* [Tarefas propostas]:
1 > Passe para o inglês esta frase do texto sobre a dengue no Distrito Federal: "Especialista afirma que a capital do país está longe de atingir o pico de casos e que a curva de aceleração ainda está no começo."
2 > Responda com base no texto sobre a dengue no Distrito Federal:
(a) A que universidade pertence o pesquisador Breno Adaid?
(b) Até que data a Secretaria de Saúde divulgou boletins epidemiológicos?
(c) Quantos casos prováveis Breno calculou no total das três primeiras semanas?
3 > Prolongue o texto sobre a dengue no Distrito Federal, começando logo após a última frase apresentada.

* [Texto do exercício]:
|---|
Com o decreto de estado de emergência na saúde pública, a população teme pelo avanço da dengue no Distrito Federal. O sentimento não é em vão. Especialista afirma que a capital do país está longe de atingir o pico de casos e que a curva de aceleração ainda está no começo. O pesquisador da Universidade de Brasília (UnB) Breno Adaid ressalta que o cenário atual do DF é de preocupação. "A coisa está feia. Basicamente, a curva de casos estava em aceleração leve e disparou. Ela deve fazer algo parecido com o desenho de um sino, só que ainda está no começo", alerta.
Vale ressaltar que o pesquisador da UnB não utiliza a mesma metodologia da Secretaria de Saúde, que divulgou boletins epidemiológicos até 20 de janeiro, contabilizando 16.628 casos prováveis. Breno — que calculou 16.665 casos prováveis no total das três primeiras semanas — comenta que ainda é preciso tempo para se confirmar, exatamente, quando será o auge.
|---|
* [Dados fornecidos]:
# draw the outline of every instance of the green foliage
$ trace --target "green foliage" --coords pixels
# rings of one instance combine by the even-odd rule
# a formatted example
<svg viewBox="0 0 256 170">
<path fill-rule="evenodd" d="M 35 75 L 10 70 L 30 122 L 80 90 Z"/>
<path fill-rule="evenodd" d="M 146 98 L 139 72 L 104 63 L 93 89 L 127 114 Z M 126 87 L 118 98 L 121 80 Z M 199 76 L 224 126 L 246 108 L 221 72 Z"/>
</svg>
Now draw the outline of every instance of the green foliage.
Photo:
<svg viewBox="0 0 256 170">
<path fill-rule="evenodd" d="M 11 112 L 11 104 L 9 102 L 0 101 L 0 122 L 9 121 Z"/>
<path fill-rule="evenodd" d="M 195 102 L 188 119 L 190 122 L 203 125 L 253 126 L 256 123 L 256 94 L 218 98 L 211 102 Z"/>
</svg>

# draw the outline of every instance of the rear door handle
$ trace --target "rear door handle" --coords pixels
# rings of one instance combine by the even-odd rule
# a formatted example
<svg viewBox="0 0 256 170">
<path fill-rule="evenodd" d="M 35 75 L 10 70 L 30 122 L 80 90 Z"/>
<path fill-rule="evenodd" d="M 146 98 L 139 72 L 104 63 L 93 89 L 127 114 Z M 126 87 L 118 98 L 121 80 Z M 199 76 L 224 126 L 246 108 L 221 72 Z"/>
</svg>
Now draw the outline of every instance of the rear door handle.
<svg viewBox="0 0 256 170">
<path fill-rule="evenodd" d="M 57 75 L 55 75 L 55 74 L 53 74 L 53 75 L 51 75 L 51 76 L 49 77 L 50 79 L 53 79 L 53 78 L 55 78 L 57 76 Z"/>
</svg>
|---|
* [Tarefas resolvidas]:
1 > An expert states that the country's capital is far from reaching the peak of cases and that the acceleration curve is still at the beginning.

2 >
(a) À Universidade de Brasília (UnB).
(b) Até 20 de janeiro.
(c) 16.665 casos prováveis.

3 >
Porém, ele adianta que vai ficar pior. "Em 2022, por exemplo, quando a fase crítica também ocorreu no início do ano, foram 12 semanas desde o começo da aceleração até atingir o pico de 5 mil casos, entre março e abril", recorda. "Se tivermos um comportamento parecido, em relação ao tempo, o cenário de 2024 será muito pior. Estamos no começo da aceleração, e tivemos 9 mil somente nessa última semana", calcula Adaid. Segundo ele, em 2023, o surto foi maior no final do ano.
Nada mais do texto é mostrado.